=== 연습 문제 ===
아래의 모든 행을 한 글자도 바꾸지 말고 그대로 출력해 주세요.
────────────────
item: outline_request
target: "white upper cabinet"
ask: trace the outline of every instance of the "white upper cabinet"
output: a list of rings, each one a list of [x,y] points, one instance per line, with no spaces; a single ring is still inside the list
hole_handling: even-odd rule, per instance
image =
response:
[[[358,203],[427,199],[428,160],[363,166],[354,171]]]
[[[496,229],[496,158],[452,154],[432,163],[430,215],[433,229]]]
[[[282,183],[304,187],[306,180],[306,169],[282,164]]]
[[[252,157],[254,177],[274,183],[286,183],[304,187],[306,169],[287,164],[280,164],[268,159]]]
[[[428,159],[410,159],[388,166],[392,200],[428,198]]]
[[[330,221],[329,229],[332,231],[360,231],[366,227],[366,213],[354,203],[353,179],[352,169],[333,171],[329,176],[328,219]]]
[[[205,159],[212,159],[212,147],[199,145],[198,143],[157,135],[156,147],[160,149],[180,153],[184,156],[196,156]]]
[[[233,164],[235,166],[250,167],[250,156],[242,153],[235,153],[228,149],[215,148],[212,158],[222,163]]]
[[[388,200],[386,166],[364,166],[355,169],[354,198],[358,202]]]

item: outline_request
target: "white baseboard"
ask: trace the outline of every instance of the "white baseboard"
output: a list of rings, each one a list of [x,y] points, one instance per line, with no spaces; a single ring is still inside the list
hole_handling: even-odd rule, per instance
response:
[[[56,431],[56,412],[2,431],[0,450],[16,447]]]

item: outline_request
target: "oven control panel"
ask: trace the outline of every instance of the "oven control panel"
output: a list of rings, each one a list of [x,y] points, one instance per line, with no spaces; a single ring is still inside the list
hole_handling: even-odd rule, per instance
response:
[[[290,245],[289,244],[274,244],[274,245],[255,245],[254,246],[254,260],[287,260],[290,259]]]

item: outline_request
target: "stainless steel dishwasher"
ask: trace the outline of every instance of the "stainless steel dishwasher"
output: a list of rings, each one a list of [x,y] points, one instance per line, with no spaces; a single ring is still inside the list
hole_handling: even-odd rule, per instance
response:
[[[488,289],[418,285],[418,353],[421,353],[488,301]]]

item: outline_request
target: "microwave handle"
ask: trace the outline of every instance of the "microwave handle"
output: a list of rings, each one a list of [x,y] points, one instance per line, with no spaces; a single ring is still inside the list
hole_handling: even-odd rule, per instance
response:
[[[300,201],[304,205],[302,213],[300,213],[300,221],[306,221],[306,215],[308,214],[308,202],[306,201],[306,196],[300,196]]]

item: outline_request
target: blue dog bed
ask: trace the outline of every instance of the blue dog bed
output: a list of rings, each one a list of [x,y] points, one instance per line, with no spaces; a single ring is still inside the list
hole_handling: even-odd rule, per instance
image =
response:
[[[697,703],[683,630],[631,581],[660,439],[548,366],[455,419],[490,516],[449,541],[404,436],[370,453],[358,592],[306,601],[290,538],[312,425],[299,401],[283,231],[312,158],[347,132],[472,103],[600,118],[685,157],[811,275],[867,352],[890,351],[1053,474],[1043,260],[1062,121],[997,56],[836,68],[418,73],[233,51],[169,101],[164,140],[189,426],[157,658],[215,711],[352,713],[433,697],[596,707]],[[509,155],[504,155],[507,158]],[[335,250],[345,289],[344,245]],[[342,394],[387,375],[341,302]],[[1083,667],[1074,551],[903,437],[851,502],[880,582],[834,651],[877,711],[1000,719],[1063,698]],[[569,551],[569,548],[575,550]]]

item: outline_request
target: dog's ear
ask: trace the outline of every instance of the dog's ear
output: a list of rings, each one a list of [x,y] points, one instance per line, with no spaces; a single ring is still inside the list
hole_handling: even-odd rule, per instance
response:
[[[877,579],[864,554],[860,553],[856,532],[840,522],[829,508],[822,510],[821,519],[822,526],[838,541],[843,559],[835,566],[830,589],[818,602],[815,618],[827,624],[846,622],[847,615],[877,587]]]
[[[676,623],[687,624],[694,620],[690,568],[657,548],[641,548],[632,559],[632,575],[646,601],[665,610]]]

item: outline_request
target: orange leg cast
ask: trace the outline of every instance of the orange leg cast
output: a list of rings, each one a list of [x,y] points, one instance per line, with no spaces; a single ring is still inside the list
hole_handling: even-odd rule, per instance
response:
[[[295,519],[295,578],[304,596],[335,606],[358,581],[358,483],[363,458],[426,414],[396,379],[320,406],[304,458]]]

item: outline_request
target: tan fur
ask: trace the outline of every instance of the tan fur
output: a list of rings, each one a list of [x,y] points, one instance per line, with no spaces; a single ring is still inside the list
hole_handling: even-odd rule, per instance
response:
────────────────
=== 연습 문제 정답 ===
item: outline_request
target: "white upper cabinet"
ask: trace the outline of every instance of the "white upper cabinet"
output: a list of rings, each one a list of [x,y] points, one instance per line, with no spaces; a single ring is still inside the list
hole_handling: even-odd rule, per instance
image =
response:
[[[358,203],[427,199],[428,160],[363,166],[354,171]]]
[[[496,229],[496,158],[452,154],[432,163],[430,215],[433,229]]]
[[[282,183],[304,187],[306,180],[306,169],[282,164]]]
[[[252,157],[254,177],[274,183],[286,183],[304,187],[306,169],[287,164],[280,164],[268,159]]]
[[[428,159],[410,159],[388,166],[392,200],[428,198]]]
[[[330,221],[329,229],[332,231],[360,231],[366,227],[366,213],[354,203],[353,179],[352,169],[333,171],[329,176],[328,219]]]
[[[205,159],[212,159],[212,147],[199,145],[198,143],[157,135],[156,147],[160,149],[180,153],[184,156],[196,156]]]
[[[233,164],[235,166],[250,167],[250,156],[242,153],[235,153],[228,149],[215,148],[212,158],[222,163]]]
[[[388,200],[386,166],[364,166],[355,169],[354,198],[358,202]]]

item: outline_request
target: "white baseboard"
ask: trace the outline of every instance of the "white baseboard"
output: a list of rings, each one a list of [x,y] points, one instance per line, with no spaces; a single ring is still inside the list
hole_handling: even-odd rule, per instance
response:
[[[56,431],[56,412],[2,431],[0,450],[16,447]]]

item: outline_request
target: "oven control panel"
ask: trace the outline of every instance of the "oven control panel"
output: a list of rings, each one a list of [x,y] points, one instance per line, with no spaces; a single ring is still inside the list
hole_handling: even-odd rule, per instance
response:
[[[290,245],[289,244],[274,244],[274,245],[255,245],[254,246],[254,260],[287,260],[290,259]]]

item: outline_request
target: "stainless steel dishwasher"
ask: trace the outline of every instance of the "stainless steel dishwasher"
output: a list of rings, each one a list of [x,y] points, one instance per line, with no spaces; a single ring is still inside the list
hole_handling: even-odd rule, per instance
response:
[[[488,289],[418,285],[418,353],[421,353],[488,301]]]

item: outline_request
target: "microwave handle"
ask: trace the outline of every instance of the "microwave handle"
output: a list of rings, each one a list of [x,y] points, one instance per line, with no spaces; a single ring is still inside the list
hole_handling: even-odd rule, per instance
response:
[[[300,201],[304,205],[302,213],[300,213],[300,221],[306,221],[306,215],[308,214],[308,202],[306,201],[306,196],[300,196]]]

item: outline_request
target: blue dog bed
ask: trace the outline of every instance of the blue dog bed
output: a list of rings, each one a list of [x,y] points, one instance per line, with no spaces; a single ring is still inside the list
hole_handling: even-odd rule, per instance
image =
response:
[[[697,703],[683,630],[631,581],[660,439],[548,366],[455,419],[490,516],[449,541],[404,436],[370,453],[358,592],[306,601],[290,538],[312,425],[299,401],[283,231],[312,158],[347,132],[472,103],[600,118],[685,157],[811,275],[867,352],[890,351],[1053,474],[1043,260],[1062,121],[997,56],[836,68],[418,73],[233,51],[169,101],[164,140],[189,426],[157,658],[215,711],[352,713],[433,697],[596,707]],[[509,155],[504,155],[507,158]],[[335,250],[345,289],[344,245]],[[342,394],[387,375],[341,302]],[[1083,667],[1074,551],[903,437],[851,502],[880,582],[834,651],[877,711],[1000,719],[1063,698]],[[569,551],[569,548],[575,550]]]

item: outline_request
target: dog's ear
ask: trace the outline of every instance of the dog's ear
output: a list of rings, each one a list of [x,y] points, one instance per line, with no spaces; a single ring is still inside the list
hole_handling: even-odd rule, per instance
response:
[[[877,579],[864,554],[860,553],[856,532],[840,522],[829,508],[822,510],[821,519],[822,526],[838,541],[843,559],[835,566],[830,589],[818,602],[815,618],[827,624],[846,622],[847,615],[877,587]]]
[[[676,623],[687,624],[694,620],[690,568],[657,548],[641,548],[632,559],[632,575],[646,601],[665,610]]]

item: outline_request
target: orange leg cast
ask: trace the outline of every instance of the orange leg cast
output: a list of rings, each one a list of [x,y] points, one instance per line, with no spaces; a single ring is still inside the list
hole_handling: even-odd rule, per instance
response:
[[[295,519],[295,578],[304,596],[335,606],[358,581],[358,483],[363,458],[426,414],[396,379],[320,406],[304,458]]]

item: outline_request
target: tan fur
ask: trace the outline of every instance of the tan fur
output: a list of rings, each one a list of [x,y] points, one instance per line, with no spaces; a single ring is still inside the list
hole_handling: even-odd rule, per instance
response:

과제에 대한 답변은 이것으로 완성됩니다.